▶ [EXERCISE PASSAGE]:
[Start of section]

Kathryn Baron (27:19): Right. You were talking about students saying how easy it is. One student I read, and maybe this was from one of the student comments that you received, “If they didn’t want us to cheat, they shouldn’t make it so easy.” So, I thought that was an interesting way to look at it.
Melissa Ezarik (27:41): I feel like in general, we see a lot of responses that relate to, “Well, if you weren’t doing this in this way, I wouldn’t be doing this in this way.”
Kathryn Baron (27:50): So, they’re not really taking responsibility. They’re saying it’s the school’s fault. I don’t know. I mean, that’s what it sounds like in a way. “Make it hard for me, and then I won’t do it.”
Kathryn Baron (28:05): When you were talking about authentic assessment, I think one thing that came to mind which I believe you also wrote about was; if you’re a professor who’s been using the same exam for 10 years, you are asking for it, I think, because students talk to each other. That’s just the way it is.
Melissa Ezarik (28:23): Yes, absolutely. One of my experts said that you actually could still do a multiple choice test. That’s better designed to be more authentic. It’s just changing it up and making students think a little bit differently about the way that they may come across their response.
Melissa Ezarik (29:06): Yes. It’s absolutely a multifaceted problem. Like any behavior, if there’s multiple reasons for it, solving is going to be complicated. And the reasons for cheating are very individualized, even though we see some trends pointing towards some reasons more than others.
Melissa Ezarik (29:21): I have one other quote from a student I think may be helpful to share, and this relates to professors handling things themselves and what kind of situation that creates. This is a pretty scary quote to read, and it’s just disheartening. That student says, “Professors are not reporting it, but are instead handling it themselves, and this leads to unfair situations where students are punished and get no chance to petition against the allegations. The current way my campus is handling this almost caused me to take my life last fall.” And this is a person who’s a senior now. So, they pointed out that they know what college is like. “It’s unacceptable to punish student for trying to pass classes by working together or using resources outside of class to help with homework. If students need outside material and are spending the time looking for it, maybe it’s a shortcoming of the professor that’s causing it.”

[End of section]

▶ [DATASET RECORDS]:
[Start of section]

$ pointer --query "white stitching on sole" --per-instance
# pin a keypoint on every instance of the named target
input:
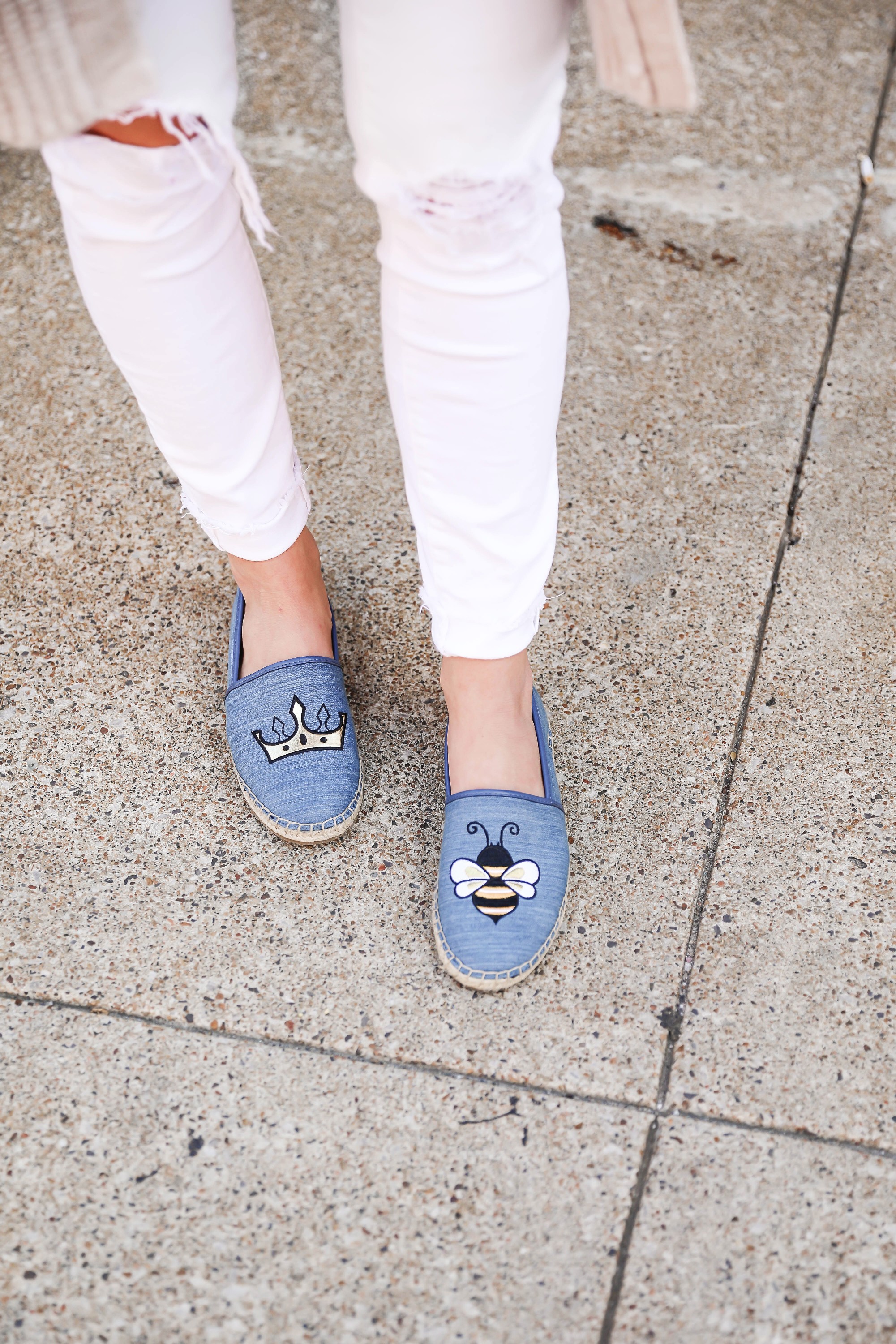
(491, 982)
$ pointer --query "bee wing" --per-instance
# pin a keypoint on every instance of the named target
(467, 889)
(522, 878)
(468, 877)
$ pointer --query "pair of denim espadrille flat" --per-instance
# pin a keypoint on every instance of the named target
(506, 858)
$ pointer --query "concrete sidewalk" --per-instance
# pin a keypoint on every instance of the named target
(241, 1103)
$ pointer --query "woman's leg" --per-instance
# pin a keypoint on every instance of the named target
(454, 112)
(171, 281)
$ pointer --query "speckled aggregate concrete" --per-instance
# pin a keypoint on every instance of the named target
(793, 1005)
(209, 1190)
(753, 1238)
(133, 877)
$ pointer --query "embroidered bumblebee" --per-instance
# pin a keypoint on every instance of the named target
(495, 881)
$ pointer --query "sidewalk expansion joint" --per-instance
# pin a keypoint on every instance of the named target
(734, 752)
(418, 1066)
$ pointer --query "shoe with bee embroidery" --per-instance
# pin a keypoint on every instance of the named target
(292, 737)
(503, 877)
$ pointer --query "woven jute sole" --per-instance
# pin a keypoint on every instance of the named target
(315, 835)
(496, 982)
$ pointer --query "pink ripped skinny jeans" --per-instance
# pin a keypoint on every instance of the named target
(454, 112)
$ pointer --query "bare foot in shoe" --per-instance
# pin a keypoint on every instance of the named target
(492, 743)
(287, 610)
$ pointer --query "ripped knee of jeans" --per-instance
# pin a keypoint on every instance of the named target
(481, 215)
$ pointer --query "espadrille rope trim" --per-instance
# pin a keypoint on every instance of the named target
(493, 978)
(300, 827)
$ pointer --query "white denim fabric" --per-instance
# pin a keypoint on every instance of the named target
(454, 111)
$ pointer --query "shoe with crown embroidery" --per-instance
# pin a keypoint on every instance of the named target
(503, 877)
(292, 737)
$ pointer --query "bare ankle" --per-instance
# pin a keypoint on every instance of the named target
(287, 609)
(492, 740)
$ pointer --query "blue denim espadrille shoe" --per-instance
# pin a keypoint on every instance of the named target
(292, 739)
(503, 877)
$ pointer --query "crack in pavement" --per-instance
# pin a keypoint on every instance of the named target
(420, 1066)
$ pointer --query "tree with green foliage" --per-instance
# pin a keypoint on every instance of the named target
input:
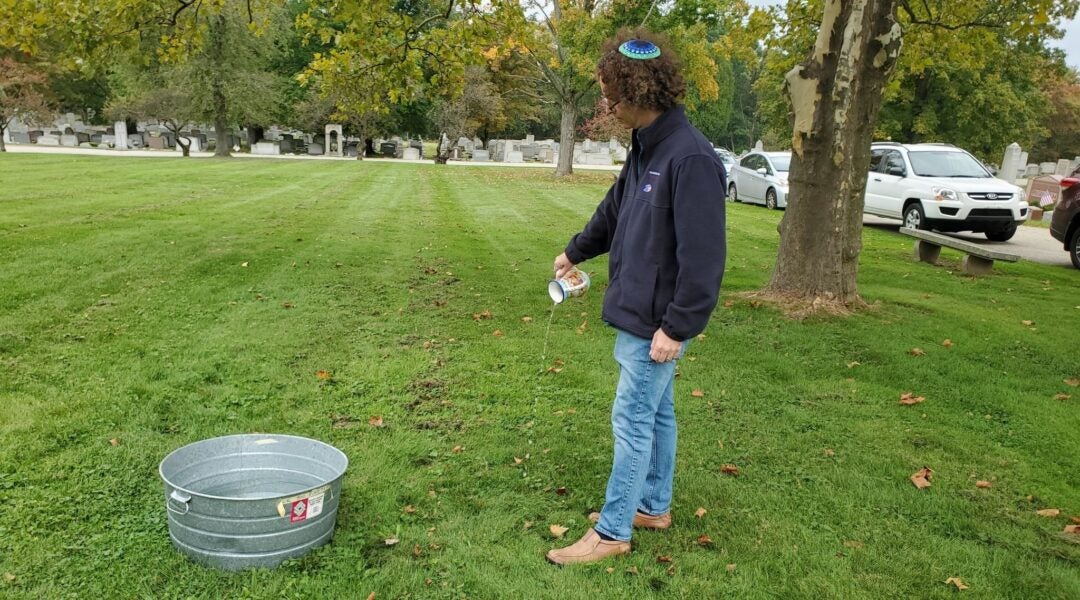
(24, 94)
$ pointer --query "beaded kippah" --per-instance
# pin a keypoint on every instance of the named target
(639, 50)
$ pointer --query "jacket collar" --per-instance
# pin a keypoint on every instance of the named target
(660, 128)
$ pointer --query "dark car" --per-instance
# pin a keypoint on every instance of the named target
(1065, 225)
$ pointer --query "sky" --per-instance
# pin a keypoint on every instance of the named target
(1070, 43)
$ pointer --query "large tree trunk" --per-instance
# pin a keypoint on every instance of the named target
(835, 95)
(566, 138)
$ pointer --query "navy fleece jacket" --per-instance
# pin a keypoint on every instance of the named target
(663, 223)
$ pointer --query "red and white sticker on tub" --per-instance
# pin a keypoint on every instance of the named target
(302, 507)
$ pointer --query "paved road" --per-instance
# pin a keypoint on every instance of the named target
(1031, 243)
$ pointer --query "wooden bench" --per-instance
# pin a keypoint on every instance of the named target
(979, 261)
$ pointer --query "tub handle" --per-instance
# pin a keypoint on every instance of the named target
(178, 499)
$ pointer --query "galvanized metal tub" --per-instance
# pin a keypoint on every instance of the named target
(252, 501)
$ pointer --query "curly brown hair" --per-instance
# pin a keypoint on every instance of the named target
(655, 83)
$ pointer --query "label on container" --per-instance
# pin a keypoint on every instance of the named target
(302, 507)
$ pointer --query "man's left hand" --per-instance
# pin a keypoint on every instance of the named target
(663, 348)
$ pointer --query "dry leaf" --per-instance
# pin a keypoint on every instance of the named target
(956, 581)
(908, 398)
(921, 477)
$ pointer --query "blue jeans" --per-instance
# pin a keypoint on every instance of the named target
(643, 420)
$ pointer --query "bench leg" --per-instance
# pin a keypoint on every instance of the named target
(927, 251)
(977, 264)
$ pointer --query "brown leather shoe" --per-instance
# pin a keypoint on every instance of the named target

[End of section]
[Start of section]

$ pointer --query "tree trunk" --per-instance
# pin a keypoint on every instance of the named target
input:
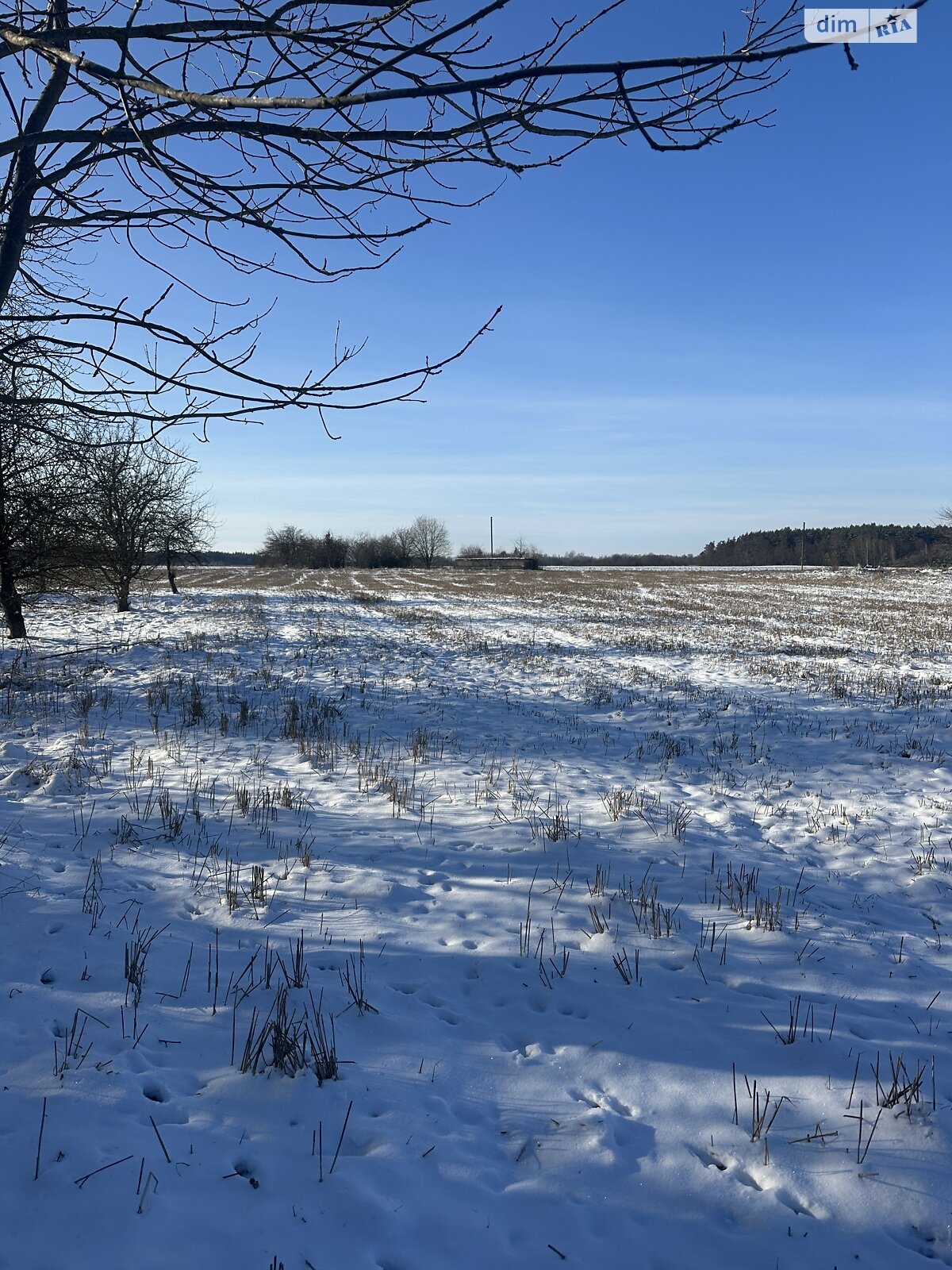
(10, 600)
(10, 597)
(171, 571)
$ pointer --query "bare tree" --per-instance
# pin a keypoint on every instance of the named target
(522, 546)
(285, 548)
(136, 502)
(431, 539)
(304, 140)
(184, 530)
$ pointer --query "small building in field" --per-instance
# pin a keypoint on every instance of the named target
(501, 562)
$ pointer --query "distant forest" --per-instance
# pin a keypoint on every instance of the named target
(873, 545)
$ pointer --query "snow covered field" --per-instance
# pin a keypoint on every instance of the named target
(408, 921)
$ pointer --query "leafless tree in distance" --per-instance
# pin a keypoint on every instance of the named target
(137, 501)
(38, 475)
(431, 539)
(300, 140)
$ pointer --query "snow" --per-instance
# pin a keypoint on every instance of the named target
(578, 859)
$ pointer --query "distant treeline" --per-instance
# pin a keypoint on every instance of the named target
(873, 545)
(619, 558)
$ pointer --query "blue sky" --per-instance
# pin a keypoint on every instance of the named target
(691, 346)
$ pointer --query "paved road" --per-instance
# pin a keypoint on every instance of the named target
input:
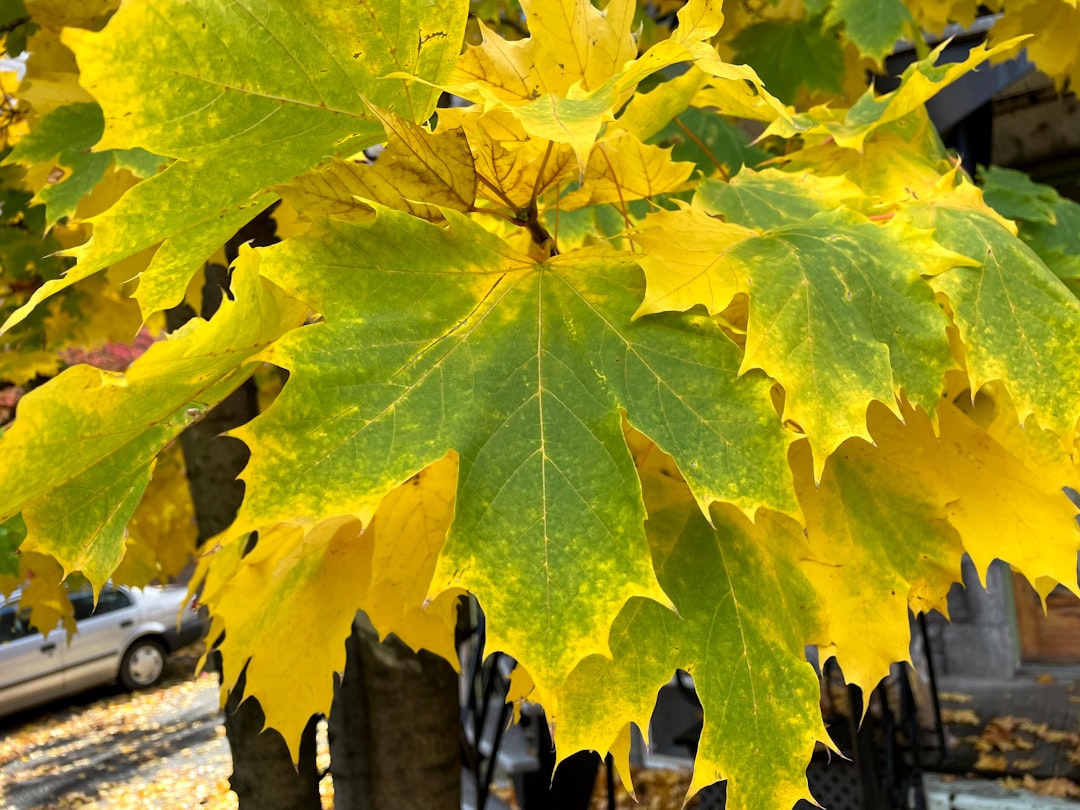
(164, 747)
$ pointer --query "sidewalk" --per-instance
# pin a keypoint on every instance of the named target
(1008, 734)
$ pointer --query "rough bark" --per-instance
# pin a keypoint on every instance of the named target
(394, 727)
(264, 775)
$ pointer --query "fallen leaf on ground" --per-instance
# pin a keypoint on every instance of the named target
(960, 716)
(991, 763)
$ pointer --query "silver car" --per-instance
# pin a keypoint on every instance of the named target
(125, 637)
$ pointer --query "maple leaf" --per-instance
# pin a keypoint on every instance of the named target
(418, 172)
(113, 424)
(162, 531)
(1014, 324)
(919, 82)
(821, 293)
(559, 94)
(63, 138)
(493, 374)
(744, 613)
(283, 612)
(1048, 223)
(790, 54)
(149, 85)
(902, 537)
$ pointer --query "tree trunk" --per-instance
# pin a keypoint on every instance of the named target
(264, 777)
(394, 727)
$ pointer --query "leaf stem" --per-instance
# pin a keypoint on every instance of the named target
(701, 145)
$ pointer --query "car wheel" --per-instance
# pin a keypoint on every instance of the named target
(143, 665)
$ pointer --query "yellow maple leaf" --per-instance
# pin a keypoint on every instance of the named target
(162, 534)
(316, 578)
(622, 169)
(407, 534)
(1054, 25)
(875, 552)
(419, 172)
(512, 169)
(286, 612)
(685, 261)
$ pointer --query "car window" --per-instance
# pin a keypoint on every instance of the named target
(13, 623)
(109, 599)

[End of section]
[Start of section]

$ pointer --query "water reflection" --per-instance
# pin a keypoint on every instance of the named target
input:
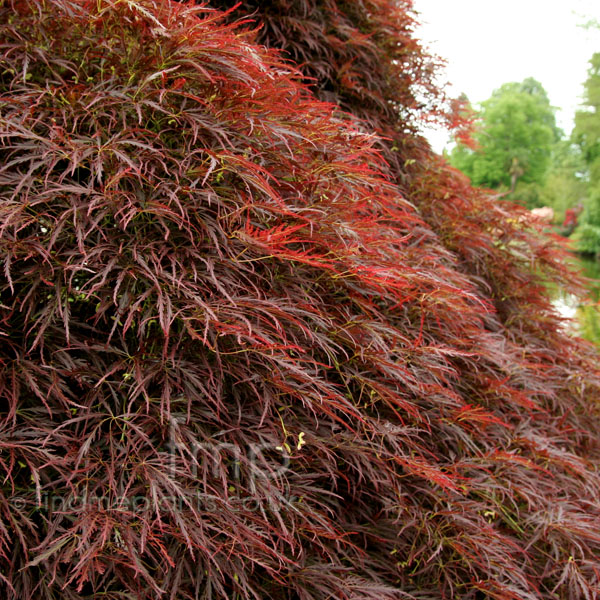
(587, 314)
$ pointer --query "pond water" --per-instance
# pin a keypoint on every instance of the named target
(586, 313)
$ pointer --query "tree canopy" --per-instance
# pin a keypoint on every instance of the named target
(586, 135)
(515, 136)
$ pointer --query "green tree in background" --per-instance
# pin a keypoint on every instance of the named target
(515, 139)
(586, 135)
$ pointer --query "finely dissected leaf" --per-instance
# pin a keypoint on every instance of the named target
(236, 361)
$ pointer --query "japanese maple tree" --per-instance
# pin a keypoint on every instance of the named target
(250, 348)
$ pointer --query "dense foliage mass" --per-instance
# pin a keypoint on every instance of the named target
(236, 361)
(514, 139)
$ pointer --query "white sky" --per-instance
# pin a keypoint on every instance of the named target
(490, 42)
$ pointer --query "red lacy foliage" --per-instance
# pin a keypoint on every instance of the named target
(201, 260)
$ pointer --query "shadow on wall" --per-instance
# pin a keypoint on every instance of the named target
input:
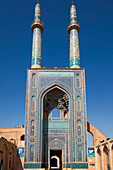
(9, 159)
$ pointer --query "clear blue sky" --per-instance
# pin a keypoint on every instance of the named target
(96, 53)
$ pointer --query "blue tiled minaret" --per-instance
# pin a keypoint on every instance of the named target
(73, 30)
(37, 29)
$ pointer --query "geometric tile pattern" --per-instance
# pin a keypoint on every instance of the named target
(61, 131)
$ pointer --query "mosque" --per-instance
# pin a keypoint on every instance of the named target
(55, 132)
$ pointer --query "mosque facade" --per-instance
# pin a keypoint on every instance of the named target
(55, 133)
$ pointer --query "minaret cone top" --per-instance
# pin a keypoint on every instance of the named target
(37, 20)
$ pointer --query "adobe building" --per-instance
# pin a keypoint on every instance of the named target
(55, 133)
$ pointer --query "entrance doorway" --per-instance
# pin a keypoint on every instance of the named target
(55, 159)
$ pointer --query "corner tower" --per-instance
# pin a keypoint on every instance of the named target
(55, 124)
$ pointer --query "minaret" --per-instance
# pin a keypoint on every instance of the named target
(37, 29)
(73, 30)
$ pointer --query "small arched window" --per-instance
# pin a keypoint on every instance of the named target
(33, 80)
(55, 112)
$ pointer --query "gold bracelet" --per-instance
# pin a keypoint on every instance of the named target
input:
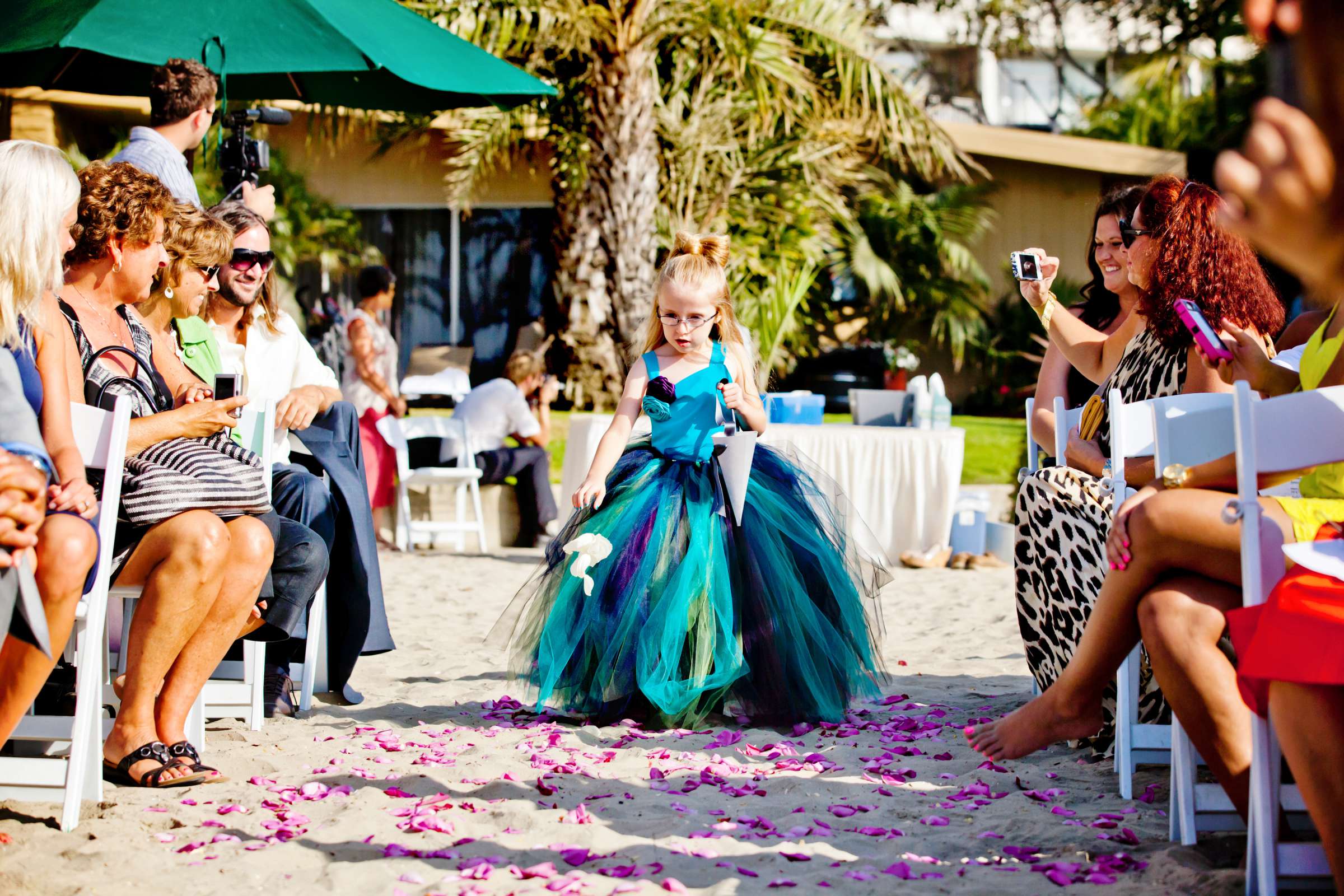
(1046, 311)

[End of section]

▶ [PROMPT 1]: According to Kathryn Baron in the transcript on student cheating, for how many years has the professor in her example been using the same exam?
▶ [PROMPT 2]: Retype the part of the transcript on student cheating from "Melissa Ezarik (28:23): Yes, absolutely." up to and including "across their response.".
▶ [PROMPT 3]: Continue the transcript on student cheating from the point where it stops.

▶ [ANSWER BOX 1]: 10 years.

▶ [ANSWER BOX 2]:
Melissa Ezarik (28:23): Yes, absolutely. One of my experts said that you actually could still do a multiple choice test. That’s better designed to be more authentic. It’s just changing it up and making students think a little bit differently about the way that they may come across their response.

▶ [ANSWER BOX 3]:
Kathryn Baron (31:07): Hey, I’m going to put you on the spot for a last question. Do you feel hopeful that colleges and universities are beginning to take this seriously, and really putting more effort and even money into looking at how they can deter students from cheating in the first place and how they can help them with schooling, with their education so that they don’t feel a need to cheat?
Melissa Ezarik (31:39): Certainly, it’s getting more attention ever since the pandemic started. Everyone is assuming that cheating as easier online, even though it’s possible in either environment. I was disheartened to learn that so few schools have students as part of the process if someone is accused. To me, that just seems like a no-brainer that of course them understanding their peers and being part of that decision making body makes so much sense.
Melissa Ezarik (32:05): I think it’s one of those issues in higher ed that everyone has to play a role in thinking about and talking about, and it’s truly a campus-wide issue. It’s not just an issue for professors or for deans to be thinking about. The student experience is so challenging these days, and this piece of it can be given more thought for sure.